• Extracted data entries:
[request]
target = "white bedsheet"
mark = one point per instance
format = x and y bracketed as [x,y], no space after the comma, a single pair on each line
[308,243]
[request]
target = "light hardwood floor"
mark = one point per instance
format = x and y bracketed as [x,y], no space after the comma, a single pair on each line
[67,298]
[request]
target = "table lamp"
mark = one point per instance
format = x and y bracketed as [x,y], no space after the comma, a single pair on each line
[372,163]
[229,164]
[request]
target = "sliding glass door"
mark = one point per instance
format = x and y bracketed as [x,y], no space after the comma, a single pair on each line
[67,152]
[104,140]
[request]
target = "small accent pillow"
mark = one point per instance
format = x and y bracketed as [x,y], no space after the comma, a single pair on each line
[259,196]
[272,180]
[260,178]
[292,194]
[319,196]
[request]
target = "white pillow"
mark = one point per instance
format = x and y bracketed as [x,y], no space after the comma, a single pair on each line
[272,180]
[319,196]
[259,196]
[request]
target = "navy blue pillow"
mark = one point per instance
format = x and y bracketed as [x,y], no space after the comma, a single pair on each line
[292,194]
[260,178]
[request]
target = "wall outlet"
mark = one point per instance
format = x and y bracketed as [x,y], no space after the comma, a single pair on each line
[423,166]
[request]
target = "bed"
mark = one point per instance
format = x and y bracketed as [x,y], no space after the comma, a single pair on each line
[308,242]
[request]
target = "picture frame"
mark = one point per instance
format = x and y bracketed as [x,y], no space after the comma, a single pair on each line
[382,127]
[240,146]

• Exercise directions: Copy out the lines of the data where the word "pillow" can be found.

• Answer for the task:
target = "small accent pillow"
target = "white pillow"
target = "navy blue pillow"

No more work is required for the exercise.